### Source passage
* * * *
Omi Bell, entrepreneur and founder of Black Girl Ventures, is a force that moves forward in the world that leaves you thinking about the big questions. We sat down with Omi to hear more about why resilience is a key to the entrepreneurial experience and what keeps her getting back up to show up with joy day after day.
It’s such a broad question, but tell us your story. How did you get where you are today?
I never know where to start. I had my first child at 17 and my second at 21. As a single parent in the U.S., in a country where making a living was really built for two incomes, I was on public assistance for 10 years before I even became an entrepreneur. I saw it as a means to an end. To help get me to that place where I had control of my own life and finances.
I had some great jobs working in K-12, I worked in a patent trademark office as a patent examiner. Then in 2015, I got laid off twice and I knew I wanted to pursue entrepreneurship. But I was with a man who didn’t want that for me. I did the only thing someone could do when they’re looking for clarity–I went to a psychic. I felt really defeated. And the message I got was ‘When you find the thing you want to do, the money will come. And oh, by the way, you won’t stay with this man.’
So there I was. I had three children, I ended my engagement, and had no job. But hitting bottom was one of those moments when I realized, it couldn’t be someone else to get me up. I was the magic.
* * * *
### Data section

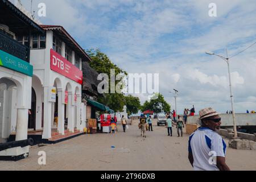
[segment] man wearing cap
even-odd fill
[[[202,126],[189,137],[188,159],[195,171],[230,171],[225,163],[226,145],[215,132],[220,129],[221,118],[212,108],[199,111]]]

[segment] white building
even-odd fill
[[[49,139],[52,133],[64,135],[65,131],[82,131],[85,127],[82,61],[90,59],[61,26],[41,26],[46,34],[33,35],[31,42],[34,116],[29,125],[34,130],[43,130],[42,138]]]

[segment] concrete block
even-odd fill
[[[251,150],[250,142],[248,140],[236,139],[229,142],[230,148],[237,150]]]
[[[254,141],[249,141],[251,150],[256,150],[256,142]]]
[[[237,136],[242,139],[246,139],[249,140],[255,140],[255,136],[249,133],[237,132]]]
[[[186,125],[186,133],[187,134],[192,134],[197,129],[200,127],[197,124],[189,124]]]

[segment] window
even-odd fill
[[[32,36],[32,48],[38,49],[38,40],[39,37],[38,35],[33,35]]]
[[[40,36],[40,48],[43,49],[46,47],[46,35],[41,35]]]
[[[61,55],[61,41],[57,38],[55,36],[53,36],[52,48],[59,55]]]
[[[75,55],[75,65],[79,68],[79,57],[76,53]]]
[[[20,44],[25,45],[27,47],[30,47],[28,36],[17,36],[16,39]]]
[[[27,47],[30,47],[30,42],[28,41],[28,36],[23,36],[23,42],[22,43]]]
[[[4,33],[5,35],[10,37],[11,38],[14,39],[15,39],[15,35],[14,34],[14,33],[13,33],[12,32],[9,31],[8,30],[6,30],[6,28],[5,28],[5,27],[2,27],[2,26],[1,26],[1,25],[0,25],[0,31]]]
[[[72,51],[67,45],[65,48],[65,58],[70,63],[72,62]]]

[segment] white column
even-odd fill
[[[80,131],[82,131],[82,128],[81,127],[81,122],[80,118],[81,114],[81,97],[80,94],[77,95],[77,101],[76,101],[76,127],[77,129]]]
[[[72,51],[72,63],[75,64],[75,51]]]
[[[49,139],[52,137],[52,103],[48,101],[49,87],[44,87],[44,130],[43,139]]]
[[[65,104],[64,92],[58,89],[58,131],[62,135],[65,134]]]
[[[28,109],[18,109],[16,141],[27,139]]]
[[[52,102],[52,118],[51,119],[51,123],[52,127],[54,125],[54,111],[55,111],[55,103]]]
[[[74,106],[73,106],[72,100],[74,94],[72,92],[68,92],[68,129],[70,131],[74,133]]]

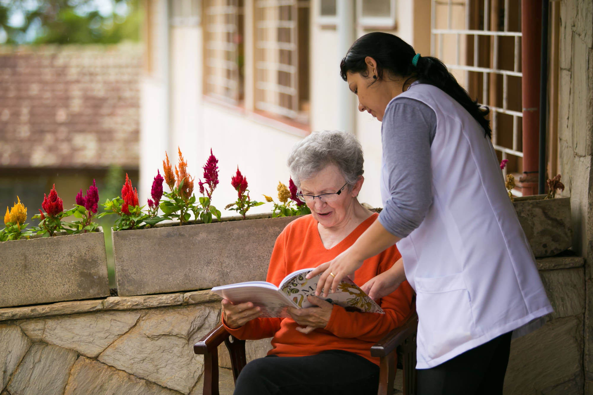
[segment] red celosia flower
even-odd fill
[[[148,205],[151,208],[152,208],[153,206],[158,206],[158,202],[161,201],[161,198],[162,198],[162,176],[161,176],[161,173],[157,169],[157,175],[155,176],[154,180],[152,180],[152,187],[150,190],[150,195],[154,201],[148,199]],[[152,202],[152,206],[150,204],[151,202]]]
[[[209,187],[208,190],[206,190],[206,195],[208,195],[209,198],[212,198],[212,191],[216,187],[216,185],[218,184],[218,160],[216,157],[214,156],[212,154],[212,149],[210,149],[210,156],[208,157],[208,160],[206,161],[206,164],[202,167],[204,169],[204,181],[200,180],[199,184],[200,185],[200,193],[204,194],[204,184],[207,184]]]
[[[138,205],[138,192],[136,188],[132,189],[132,181],[126,173],[126,182],[122,188],[122,199],[123,204],[122,205],[122,212],[130,215],[129,206],[135,207]]]
[[[50,218],[54,218],[64,211],[62,199],[58,197],[58,192],[56,192],[55,184],[53,184],[52,190],[49,192],[49,196],[46,196],[45,193],[43,194],[43,202],[41,203],[41,206],[45,210],[45,212],[47,213],[47,216]],[[43,213],[42,214],[43,215]]]
[[[84,206],[85,199],[82,196],[82,190],[81,189],[78,194],[76,195],[76,203],[79,206]]]
[[[99,190],[97,189],[95,180],[93,180],[93,185],[88,187],[87,196],[84,198],[84,208],[90,212],[97,212],[99,203]]]
[[[173,169],[169,163],[169,156],[165,151],[165,157],[167,158],[167,162],[162,161],[162,171],[165,175],[165,182],[169,186],[171,190],[173,190],[173,186],[175,185],[175,176],[173,175]]]
[[[296,203],[297,206],[302,206],[305,204],[304,202],[301,202],[299,198],[296,197],[296,192],[298,191],[298,189],[296,187],[296,186],[295,185],[294,181],[292,181],[292,177],[288,180],[288,189],[291,191],[291,199]]]
[[[231,178],[231,184],[233,188],[237,190],[240,199],[245,191],[247,190],[247,179],[241,174],[238,166],[237,167],[237,174],[235,174],[234,177]]]

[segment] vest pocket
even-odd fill
[[[419,352],[433,359],[471,340],[474,320],[463,274],[415,281]]]

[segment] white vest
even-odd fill
[[[415,84],[393,101],[403,97],[436,114],[432,204],[397,243],[416,292],[416,367],[425,369],[553,309],[482,128],[432,85]]]

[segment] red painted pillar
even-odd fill
[[[523,107],[523,196],[537,193],[540,130],[541,1],[521,1],[521,78]]]

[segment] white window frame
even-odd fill
[[[336,14],[333,15],[321,15],[321,2],[322,0],[319,0],[318,4],[319,7],[317,7],[317,24],[321,26],[336,26],[337,25],[337,3],[340,0],[336,0]]]
[[[196,14],[192,15],[192,3],[195,2]],[[181,15],[174,15],[176,6],[181,5]],[[201,0],[169,0],[169,25],[170,26],[198,26],[202,21]]]
[[[339,0],[337,0],[339,1]],[[385,29],[396,28],[397,5],[396,0],[390,0],[391,13],[388,17],[365,17],[362,15],[362,0],[356,1],[356,17],[358,24],[363,28],[381,27]]]

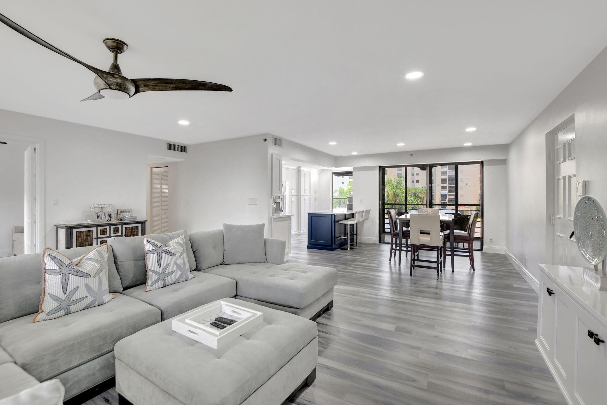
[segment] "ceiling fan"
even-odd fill
[[[107,72],[97,69],[82,61],[76,59],[61,49],[53,46],[44,39],[38,38],[25,29],[0,14],[0,22],[13,29],[24,36],[50,49],[69,60],[80,63],[94,73],[97,76],[93,83],[97,92],[90,97],[81,101],[99,100],[104,97],[111,98],[130,98],[142,92],[166,91],[169,90],[207,90],[218,92],[231,92],[232,89],[223,84],[209,81],[188,80],[186,79],[129,79],[122,75],[120,66],[118,64],[118,55],[129,47],[126,43],[115,38],[106,38],[103,44],[114,54],[114,62]]]

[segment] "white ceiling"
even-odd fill
[[[128,77],[234,89],[81,103],[90,72],[0,24],[0,108],[184,143],[270,132],[337,155],[510,142],[607,44],[605,0],[4,0],[0,13],[101,69],[117,38]]]

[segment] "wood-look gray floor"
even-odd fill
[[[475,252],[455,272],[388,262],[389,246],[308,250],[292,262],[339,272],[333,310],[319,318],[316,380],[297,405],[565,405],[534,343],[537,295],[503,254]],[[447,259],[447,267],[450,268]],[[112,389],[87,405],[116,404]]]

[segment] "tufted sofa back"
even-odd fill
[[[191,233],[190,243],[198,271],[223,262],[223,230]]]

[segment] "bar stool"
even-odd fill
[[[361,222],[364,222],[364,221],[366,221],[367,219],[369,219],[369,216],[370,215],[371,215],[371,210],[365,209],[364,211],[362,211],[362,217],[361,218],[361,220],[359,220],[358,222],[356,223],[356,228],[355,229],[356,231],[353,234],[352,234],[353,235],[356,236],[356,243],[354,244],[354,246],[358,246],[358,224],[360,223]],[[363,246],[364,246],[364,245],[363,245]]]
[[[340,236],[339,239],[347,239],[348,240],[348,247],[339,248],[341,250],[356,250],[356,248],[353,246],[350,246],[350,239],[352,235],[351,228],[352,225],[356,225],[361,222],[361,219],[362,218],[362,211],[357,211],[356,214],[354,214],[354,218],[350,218],[350,219],[344,219],[342,221],[339,221],[339,223],[342,224],[345,226],[348,227],[348,236]],[[342,231],[343,233],[345,233],[345,229],[344,228]]]

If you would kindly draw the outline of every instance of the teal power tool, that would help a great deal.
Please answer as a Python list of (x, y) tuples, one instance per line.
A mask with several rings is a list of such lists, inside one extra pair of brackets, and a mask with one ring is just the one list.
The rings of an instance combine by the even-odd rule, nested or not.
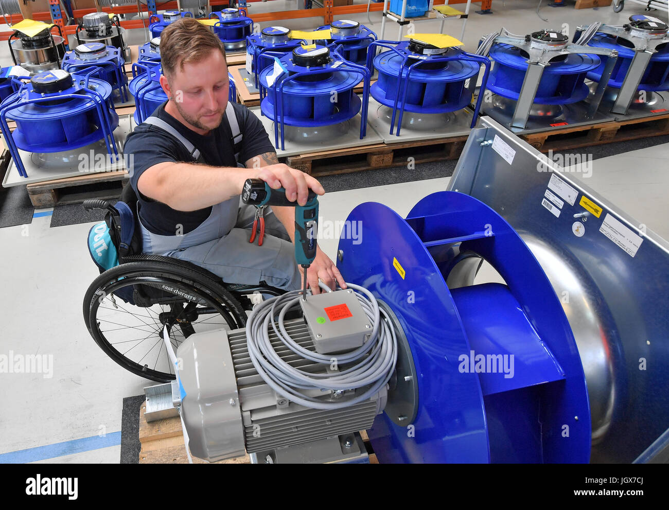
[(260, 179), (247, 179), (242, 191), (242, 201), (258, 207), (254, 221), (251, 242), (256, 237), (257, 224), (260, 223), (260, 236), (258, 244), (262, 244), (265, 232), (265, 220), (262, 216), (268, 205), (295, 207), (295, 260), (304, 268), (304, 282), (302, 299), (306, 299), (306, 270), (316, 258), (316, 237), (318, 236), (318, 196), (309, 190), (306, 203), (300, 205), (297, 201), (290, 201), (286, 196), (286, 189), (273, 189)]

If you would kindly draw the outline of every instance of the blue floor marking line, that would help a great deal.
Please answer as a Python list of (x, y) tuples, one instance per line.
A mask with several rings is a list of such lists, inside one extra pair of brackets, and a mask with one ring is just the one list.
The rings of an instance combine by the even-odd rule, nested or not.
[(88, 452), (91, 450), (99, 450), (101, 448), (116, 446), (120, 444), (121, 433), (119, 430), (118, 432), (108, 434), (104, 437), (91, 436), (81, 439), (73, 439), (71, 441), (47, 444), (45, 446), (35, 446), (25, 450), (17, 450), (15, 452), (2, 453), (0, 454), (0, 464), (32, 462), (35, 460), (60, 457), (63, 455)]

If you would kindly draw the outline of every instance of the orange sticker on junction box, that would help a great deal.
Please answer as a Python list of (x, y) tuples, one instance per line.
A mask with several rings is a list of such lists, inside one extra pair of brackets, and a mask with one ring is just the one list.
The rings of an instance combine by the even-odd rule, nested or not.
[(334, 307), (324, 308), (325, 313), (328, 315), (328, 319), (330, 321), (339, 321), (341, 319), (348, 319), (353, 317), (346, 303), (335, 305)]

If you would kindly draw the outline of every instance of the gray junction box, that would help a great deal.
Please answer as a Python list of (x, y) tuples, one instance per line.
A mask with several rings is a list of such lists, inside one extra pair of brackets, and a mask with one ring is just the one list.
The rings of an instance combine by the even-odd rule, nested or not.
[(300, 304), (319, 354), (357, 349), (371, 336), (369, 318), (351, 289), (309, 296)]

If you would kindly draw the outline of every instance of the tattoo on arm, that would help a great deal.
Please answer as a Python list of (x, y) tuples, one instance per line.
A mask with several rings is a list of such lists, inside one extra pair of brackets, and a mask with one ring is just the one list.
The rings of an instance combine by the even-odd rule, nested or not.
[(266, 167), (268, 165), (277, 165), (279, 163), (279, 159), (276, 157), (276, 153), (270, 152), (263, 153), (262, 154), (254, 156), (251, 159), (251, 162), (252, 168), (260, 168), (261, 167)]

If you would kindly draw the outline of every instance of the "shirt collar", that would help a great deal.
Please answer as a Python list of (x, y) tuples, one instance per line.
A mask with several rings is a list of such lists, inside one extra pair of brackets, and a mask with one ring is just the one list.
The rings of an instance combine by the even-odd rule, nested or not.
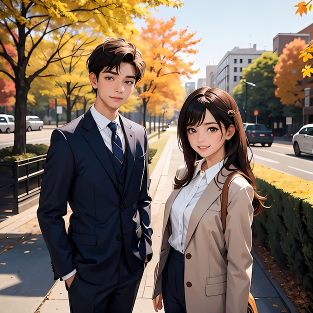
[[(110, 120), (106, 117), (104, 115), (102, 115), (101, 113), (99, 113), (99, 112), (96, 110), (96, 108), (94, 108), (94, 105), (92, 105), (90, 108), (90, 112), (92, 116), (92, 118), (94, 118), (94, 122), (101, 130), (105, 128), (111, 122)], [(112, 122), (116, 122), (118, 125), (120, 126), (119, 113), (118, 113), (116, 119)]]
[[(194, 178), (197, 176), (198, 173), (201, 171), (201, 166), (202, 164), (206, 162), (205, 158), (202, 158), (200, 160), (197, 164), (194, 170)], [(216, 163), (213, 166), (207, 168), (204, 171), (206, 173), (206, 184), (209, 184), (210, 182), (216, 176), (224, 164), (224, 160), (222, 160), (220, 162)]]

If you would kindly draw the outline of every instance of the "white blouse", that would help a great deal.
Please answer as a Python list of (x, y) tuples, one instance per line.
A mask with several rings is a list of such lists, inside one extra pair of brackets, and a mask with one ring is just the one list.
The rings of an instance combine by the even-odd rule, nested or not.
[(203, 158), (198, 163), (192, 179), (180, 190), (170, 214), (172, 234), (168, 242), (182, 253), (184, 252), (188, 224), (192, 210), (208, 185), (220, 170), (224, 160), (206, 170), (201, 170), (201, 166), (205, 162), (206, 159)]

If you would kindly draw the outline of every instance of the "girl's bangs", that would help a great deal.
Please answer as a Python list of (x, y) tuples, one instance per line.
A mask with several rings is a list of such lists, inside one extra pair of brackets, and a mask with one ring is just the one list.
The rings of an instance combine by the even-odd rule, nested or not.
[(206, 102), (200, 100), (200, 98), (194, 99), (188, 107), (186, 112), (186, 126), (199, 126), (203, 122), (206, 116)]

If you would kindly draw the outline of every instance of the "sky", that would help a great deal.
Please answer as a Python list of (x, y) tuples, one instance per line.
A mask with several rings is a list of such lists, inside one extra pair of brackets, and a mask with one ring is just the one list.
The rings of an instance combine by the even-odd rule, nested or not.
[[(162, 6), (152, 16), (168, 20), (176, 18), (174, 30), (188, 26), (194, 38), (202, 38), (198, 50), (188, 56), (200, 71), (186, 82), (206, 78), (206, 66), (217, 65), (235, 46), (272, 51), (273, 38), (278, 33), (296, 33), (313, 23), (313, 10), (300, 16), (294, 6), (300, 0), (182, 0), (179, 8)], [(136, 23), (144, 26), (144, 22)]]

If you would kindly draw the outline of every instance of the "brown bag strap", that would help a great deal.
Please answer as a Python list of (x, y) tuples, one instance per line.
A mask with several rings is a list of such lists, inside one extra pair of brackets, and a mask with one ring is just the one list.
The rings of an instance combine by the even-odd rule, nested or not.
[(223, 232), (225, 232), (226, 228), (226, 216), (227, 215), (227, 202), (228, 200), (228, 188), (230, 182), (234, 179), (235, 175), (239, 174), (244, 177), (246, 175), (240, 170), (235, 170), (230, 173), (226, 178), (224, 185), (220, 195), (220, 204), (222, 210), (222, 224), (223, 226)]

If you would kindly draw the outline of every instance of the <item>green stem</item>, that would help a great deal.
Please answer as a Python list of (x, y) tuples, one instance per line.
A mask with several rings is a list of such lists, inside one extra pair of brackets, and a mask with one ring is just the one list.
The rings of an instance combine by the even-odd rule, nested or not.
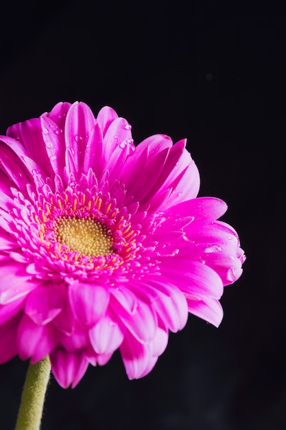
[(29, 365), (15, 430), (39, 430), (50, 372), (48, 355), (40, 361)]

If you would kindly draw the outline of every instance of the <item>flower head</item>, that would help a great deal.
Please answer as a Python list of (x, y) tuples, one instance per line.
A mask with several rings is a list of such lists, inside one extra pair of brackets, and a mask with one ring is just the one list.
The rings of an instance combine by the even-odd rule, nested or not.
[(217, 326), (241, 273), (226, 205), (165, 135), (59, 103), (0, 136), (0, 362), (49, 354), (64, 387), (119, 348), (141, 378), (188, 313)]

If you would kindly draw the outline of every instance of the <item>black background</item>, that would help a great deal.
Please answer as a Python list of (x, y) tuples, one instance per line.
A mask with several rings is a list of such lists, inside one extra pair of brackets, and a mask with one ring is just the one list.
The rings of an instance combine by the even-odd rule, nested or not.
[[(106, 104), (132, 124), (188, 139), (200, 196), (228, 204), (244, 272), (219, 329), (190, 315), (150, 374), (118, 352), (73, 390), (51, 380), (42, 430), (286, 428), (285, 15), (278, 2), (26, 1), (1, 10), (0, 134), (59, 101)], [(281, 2), (282, 4), (283, 2)], [(0, 367), (12, 430), (27, 363)]]

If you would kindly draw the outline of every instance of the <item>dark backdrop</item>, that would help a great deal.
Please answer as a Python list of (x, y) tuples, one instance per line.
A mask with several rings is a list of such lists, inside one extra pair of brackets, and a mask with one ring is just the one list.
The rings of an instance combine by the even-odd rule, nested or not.
[[(2, 8), (0, 134), (59, 101), (82, 100), (95, 115), (112, 106), (136, 143), (187, 137), (200, 195), (228, 203), (224, 220), (248, 257), (225, 290), (219, 329), (191, 315), (141, 380), (128, 380), (118, 353), (73, 390), (52, 378), (43, 430), (286, 428), (285, 29), (275, 3)], [(0, 367), (1, 429), (13, 428), (27, 366)]]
* * * *
### Your tasks
A - Answer these questions from the Omi Bell interview:
(i) How old was Omi Bell when she had her first child?
(ii) In what year was she laid off twice?
(iii) Where did she go when she was looking for clarity?
B - Rewrite the part of the Omi Bell interview that opens with the words containing "I had some great" and closes with "was the magic.", putting "fortune teller" in place of "psychic".
C - List every age and every span of years stated in the Omi Bell interview, and say what each one refers to.
The items have no connection to the Omi Bell interview.

### Results of the tasks
A -
(i) 17
(ii) 2015
(iii) To a psychic

B -
I had some great jobs working in K-12, I worked in a patent trademark office as a patent examiner. Then in 2015, I got laid off twice and I knew I wanted to pursue entrepreneurship. But I was with a man who didn’t want that for me. I did the only thing someone could do when they’re looking for clarity–I went to a fortune teller. I felt really defeated. And the message I got was ‘When you find the thing you want to do, the money will come. And oh, by the way, you won’t stay with this man.’
So there I was. I had three children, I ended my engagement, and had no job. But hitting bottom was one of those moments when I realized, it couldn’t be someone else to get me up. I was the magic.

C -
- 17: her age when she had her first child
- 21: her age when she had her second child
- 10 years: the time she was on public assistance before she became an entrepreneur